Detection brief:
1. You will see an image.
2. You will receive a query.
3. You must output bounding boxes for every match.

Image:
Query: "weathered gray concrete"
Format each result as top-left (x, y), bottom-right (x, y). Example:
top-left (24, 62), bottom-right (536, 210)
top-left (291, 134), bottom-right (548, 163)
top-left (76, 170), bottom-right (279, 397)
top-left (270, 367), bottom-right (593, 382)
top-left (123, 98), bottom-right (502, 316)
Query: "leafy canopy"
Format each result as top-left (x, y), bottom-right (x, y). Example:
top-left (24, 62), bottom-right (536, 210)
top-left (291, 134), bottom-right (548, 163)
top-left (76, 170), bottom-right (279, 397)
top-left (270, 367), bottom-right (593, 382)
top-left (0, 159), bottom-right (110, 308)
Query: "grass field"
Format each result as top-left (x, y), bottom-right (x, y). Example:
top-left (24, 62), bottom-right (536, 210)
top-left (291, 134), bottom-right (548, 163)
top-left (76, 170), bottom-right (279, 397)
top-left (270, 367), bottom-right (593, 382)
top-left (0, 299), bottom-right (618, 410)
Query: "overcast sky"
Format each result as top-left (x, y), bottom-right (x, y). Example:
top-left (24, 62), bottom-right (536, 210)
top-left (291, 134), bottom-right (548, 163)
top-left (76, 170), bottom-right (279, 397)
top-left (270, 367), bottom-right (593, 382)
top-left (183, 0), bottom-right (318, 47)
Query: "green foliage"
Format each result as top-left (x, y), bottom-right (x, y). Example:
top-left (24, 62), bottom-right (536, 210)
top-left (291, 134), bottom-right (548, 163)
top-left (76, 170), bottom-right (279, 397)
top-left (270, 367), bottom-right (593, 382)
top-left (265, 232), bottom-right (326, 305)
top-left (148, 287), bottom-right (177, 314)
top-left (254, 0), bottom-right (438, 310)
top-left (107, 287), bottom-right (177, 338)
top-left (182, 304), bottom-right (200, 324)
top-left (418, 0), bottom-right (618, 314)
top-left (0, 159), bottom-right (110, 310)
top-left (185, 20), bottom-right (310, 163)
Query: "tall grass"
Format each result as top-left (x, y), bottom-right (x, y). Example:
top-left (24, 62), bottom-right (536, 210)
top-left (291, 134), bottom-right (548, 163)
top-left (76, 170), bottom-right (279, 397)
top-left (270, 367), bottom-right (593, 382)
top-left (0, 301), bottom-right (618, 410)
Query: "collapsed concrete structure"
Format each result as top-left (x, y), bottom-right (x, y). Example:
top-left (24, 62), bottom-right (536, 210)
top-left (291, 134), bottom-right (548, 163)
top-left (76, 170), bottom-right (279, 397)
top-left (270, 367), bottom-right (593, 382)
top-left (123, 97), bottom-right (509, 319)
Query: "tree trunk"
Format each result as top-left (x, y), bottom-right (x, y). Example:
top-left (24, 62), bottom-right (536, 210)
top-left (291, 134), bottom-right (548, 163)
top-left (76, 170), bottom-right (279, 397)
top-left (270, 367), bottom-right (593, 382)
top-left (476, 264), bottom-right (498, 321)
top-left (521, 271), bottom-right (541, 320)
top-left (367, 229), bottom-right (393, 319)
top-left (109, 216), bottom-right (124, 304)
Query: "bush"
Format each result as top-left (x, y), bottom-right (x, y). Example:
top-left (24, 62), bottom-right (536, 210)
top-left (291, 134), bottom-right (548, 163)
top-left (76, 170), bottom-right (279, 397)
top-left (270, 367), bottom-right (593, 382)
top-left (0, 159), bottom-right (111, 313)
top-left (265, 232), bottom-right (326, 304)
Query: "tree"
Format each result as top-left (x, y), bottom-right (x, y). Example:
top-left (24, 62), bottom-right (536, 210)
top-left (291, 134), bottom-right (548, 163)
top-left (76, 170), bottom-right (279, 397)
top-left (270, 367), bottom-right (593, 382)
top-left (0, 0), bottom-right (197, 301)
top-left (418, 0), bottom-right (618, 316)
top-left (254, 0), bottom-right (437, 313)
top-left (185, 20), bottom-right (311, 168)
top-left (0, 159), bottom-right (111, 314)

##########

Stated task:
Shift the data from its first line up to and including the line with "top-left (185, 20), bottom-right (310, 163)" by rewriting every line in that span, adding 145 to each x and y coordinate in the answers and leaving all other lines unchanged.

Finished answer:
Detection brief:
1. You will see an image.
2. You will receive a query.
3. You must output bounding boxes for every match.

Image:
Query: "weathered gray concrete"
Format each result as top-left (x, y), bottom-right (x, y). Example:
top-left (24, 62), bottom-right (536, 210)
top-left (291, 134), bottom-right (548, 163)
top-left (76, 170), bottom-right (279, 397)
top-left (270, 367), bottom-right (593, 382)
top-left (268, 243), bottom-right (647, 461)
Query: "leafy canopy"
Format each result as top-left (x, y), bottom-right (x, y). Example:
top-left (24, 62), bottom-right (536, 210)
top-left (291, 134), bottom-right (548, 163)
top-left (76, 170), bottom-right (279, 397)
top-left (270, 367), bottom-right (593, 382)
top-left (145, 304), bottom-right (255, 453)
Query: "grass field"
Format each result as top-left (x, y), bottom-right (x, y). Example:
top-left (24, 62), bottom-right (536, 210)
top-left (291, 134), bottom-right (548, 163)
top-left (76, 170), bottom-right (279, 397)
top-left (270, 367), bottom-right (593, 382)
top-left (145, 444), bottom-right (763, 555)
Query: "overcast sky"
Format each result as top-left (x, y), bottom-right (x, y). Example:
top-left (24, 62), bottom-right (536, 210)
top-left (291, 134), bottom-right (548, 163)
top-left (76, 170), bottom-right (279, 397)
top-left (270, 367), bottom-right (593, 382)
top-left (328, 145), bottom-right (463, 192)
Query: "green foliage"
Format each result as top-left (x, y), bottom-right (x, y). Example:
top-left (24, 62), bottom-right (536, 210)
top-left (291, 134), bottom-right (548, 163)
top-left (76, 170), bottom-right (279, 397)
top-left (270, 367), bottom-right (593, 382)
top-left (410, 377), bottom-right (471, 450)
top-left (293, 432), bottom-right (322, 459)
top-left (399, 145), bottom-right (583, 455)
top-left (252, 432), bottom-right (322, 483)
top-left (327, 449), bottom-right (345, 469)
top-left (563, 145), bottom-right (763, 459)
top-left (145, 304), bottom-right (255, 455)
top-left (330, 165), bottom-right (455, 308)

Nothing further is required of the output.